Passage shown below:

Six years (almost) into ministry, I preached my first Ash Wednesday sermon and for the first time placed the ashes on the foreheads of my congregation. (Why not before--I'm not really sure.) I had to/got to(?) mark the sign of the cross on my precious Baby Girl's sleeping face and say, "Remember you are dust and to dust you shall return." It didn't choke me up then as much as today.
It's been a rough week here...
How many breaths, how many days, how many years are enough?
On Thursday last week, we celebrated the funeral of a 95 year old woman, who up until a few months ago was full of life. I saw her just before Christmas and took Baby Girl in to the nursing home to see her. She had recently moved to the home and hadn't seen Baby Girl yet. She told me how beautiful my girl was/is, "the only baby more beautiful was mine," she said.
On Monday this week, we celebrated the funeral of a 73 year old woman, who has had health problems for years, such that I assumed incorrectly that she was much older than she is. 73--that's only 4 years older than my mother and I thought of her more like a grandma. She's struggled, yes, but death was a shock--a sudden downturn after my most recent visit to her in the hospital when she was going in for an angiogram (routine stuff for her).
Just now I returned to the office after sitting for an hour with a 90-something year old woman whose family called to say that she was now on hospice care. She had a stroke a few weeks ago and has given up. They said that she had been looking good but today looked bad. Unfortunately, no family was there when I was. I left a prayer shawl made by members of our congregation and a note. I agree--she didn't look good and I don't expect her to live very long.
But on the way home, it hit me hard. "Remember you are dust and to dust you shall return." And I thought about my Baby Girl. I realize that I don't think about the future much...I think about today. Maybe it's because I know the fragility of life--both from this line of work but also from losing my dad when I was young. I love her so much and don't want to smother her as she grows, but I want to make the most of whatever moments we have. Perhaps that is why this trying to be pastor and mother is so hard for me. I don't want to spend every second with her; I know that's not healthy for either one of us. But we're dust--we only have now.

End of Passage shown.
Data extracts below:

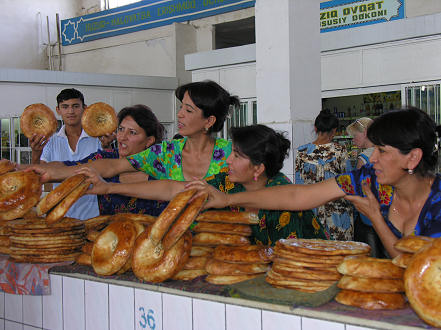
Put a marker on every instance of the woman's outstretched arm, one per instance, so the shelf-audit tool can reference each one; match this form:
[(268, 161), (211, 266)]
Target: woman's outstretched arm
[(291, 197)]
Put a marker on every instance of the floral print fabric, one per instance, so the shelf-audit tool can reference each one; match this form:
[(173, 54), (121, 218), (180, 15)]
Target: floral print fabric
[(316, 163), (164, 160), (114, 203), (429, 220), (274, 224)]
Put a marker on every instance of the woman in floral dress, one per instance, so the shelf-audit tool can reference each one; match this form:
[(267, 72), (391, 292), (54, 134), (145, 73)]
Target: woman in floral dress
[(399, 192), (321, 160), (204, 108)]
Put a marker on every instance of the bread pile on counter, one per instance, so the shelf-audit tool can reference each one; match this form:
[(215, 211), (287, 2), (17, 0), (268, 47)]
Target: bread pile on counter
[(310, 265)]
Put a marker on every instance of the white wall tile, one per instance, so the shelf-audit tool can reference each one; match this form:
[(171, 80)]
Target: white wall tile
[(9, 325), (121, 307), (208, 315), (2, 304), (14, 307), (280, 321), (308, 323), (73, 303), (96, 305), (243, 318), (33, 310), (176, 313), (148, 310), (354, 327), (53, 304)]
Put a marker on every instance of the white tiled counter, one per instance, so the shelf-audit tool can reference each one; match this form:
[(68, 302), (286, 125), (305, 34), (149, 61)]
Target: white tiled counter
[(79, 301)]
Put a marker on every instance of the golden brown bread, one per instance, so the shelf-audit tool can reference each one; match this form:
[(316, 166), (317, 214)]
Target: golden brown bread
[(183, 222), (229, 279), (189, 274), (195, 263), (113, 247), (6, 166), (61, 191), (412, 243), (402, 260), (371, 284), (243, 254), (58, 212), (371, 300), (223, 228), (99, 119), (213, 239), (216, 267), (323, 247), (422, 282), (16, 188), (38, 119), (167, 265), (362, 266), (229, 217)]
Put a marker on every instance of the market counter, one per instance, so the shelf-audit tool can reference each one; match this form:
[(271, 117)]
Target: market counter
[(81, 300)]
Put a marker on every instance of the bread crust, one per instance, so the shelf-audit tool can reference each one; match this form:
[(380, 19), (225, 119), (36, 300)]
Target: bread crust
[(60, 192), (361, 266), (422, 282), (113, 247), (229, 217), (371, 300), (370, 284), (214, 239), (222, 228), (259, 254), (99, 119), (38, 119), (216, 267), (412, 243), (58, 212)]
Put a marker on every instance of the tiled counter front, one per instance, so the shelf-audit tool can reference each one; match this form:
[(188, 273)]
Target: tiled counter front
[(78, 302)]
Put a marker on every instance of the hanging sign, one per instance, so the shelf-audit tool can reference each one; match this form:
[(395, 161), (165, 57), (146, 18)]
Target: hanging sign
[(142, 15), (344, 14)]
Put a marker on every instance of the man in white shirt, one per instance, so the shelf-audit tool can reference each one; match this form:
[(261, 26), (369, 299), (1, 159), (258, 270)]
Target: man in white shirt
[(72, 143)]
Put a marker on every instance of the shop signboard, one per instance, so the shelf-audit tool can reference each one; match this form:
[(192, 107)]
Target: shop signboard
[(142, 15), (344, 14)]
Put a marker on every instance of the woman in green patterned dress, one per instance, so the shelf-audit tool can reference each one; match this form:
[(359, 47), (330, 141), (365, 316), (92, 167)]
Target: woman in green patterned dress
[(204, 108), (255, 163)]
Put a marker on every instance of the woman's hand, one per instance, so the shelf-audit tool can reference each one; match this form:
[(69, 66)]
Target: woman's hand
[(368, 205), (216, 199), (98, 185)]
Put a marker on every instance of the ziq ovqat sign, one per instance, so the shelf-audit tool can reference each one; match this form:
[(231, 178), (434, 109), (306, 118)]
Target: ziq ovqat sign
[(343, 14), (141, 16)]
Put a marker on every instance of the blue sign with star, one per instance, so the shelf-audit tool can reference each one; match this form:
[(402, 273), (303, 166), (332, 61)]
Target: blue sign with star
[(142, 15)]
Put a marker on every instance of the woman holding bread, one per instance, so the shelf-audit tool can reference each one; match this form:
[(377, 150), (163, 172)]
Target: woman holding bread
[(205, 106), (399, 192), (255, 163)]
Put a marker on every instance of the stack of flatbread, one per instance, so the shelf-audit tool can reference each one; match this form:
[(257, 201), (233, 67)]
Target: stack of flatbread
[(310, 265), (56, 204), (215, 228), (4, 238), (95, 226), (236, 264), (33, 240), (371, 283), (408, 246)]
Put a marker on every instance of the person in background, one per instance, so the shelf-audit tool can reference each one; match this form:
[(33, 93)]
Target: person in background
[(255, 163), (138, 129), (363, 230), (399, 192), (204, 108), (72, 143), (320, 160)]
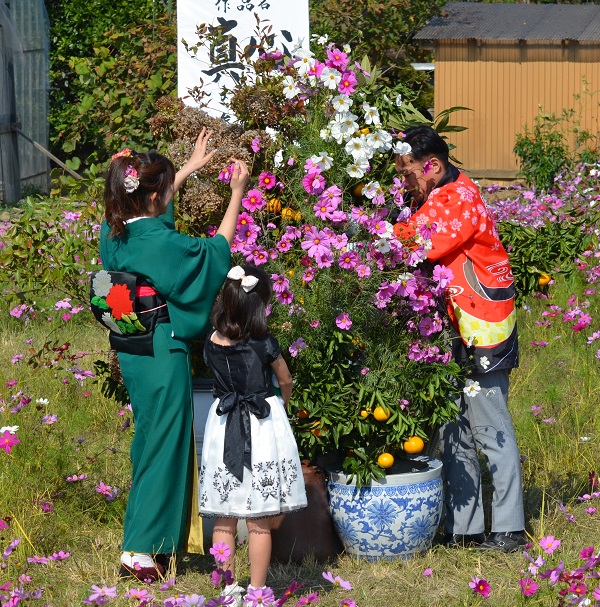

End of Data extracts.

Problem set:
**a)** In the Ash Wednesday reflection, how old was the woman whose funeral was celebrated on Thursday of the previous week?
**b)** Reproduce the part of the Ash Wednesday reflection starting at "Six years (almost)" and ending at "years are enough?".

Activity answers:
**a)** She was 95 years old.

**b)**
Six years (almost) into ministry, I preached my first Ash Wednesday sermon and for the first time placed the ashes on the foreheads of my congregation. (Why not before--I'm not really sure.) I had to/got to(?) mark the sign of the cross on my precious Baby Girl's sleeping face and say, "Remember you are dust and to dust you shall return." It didn't choke me up then as much as today.
It's been a rough week here...
How many breaths, how many days, how many years are enough?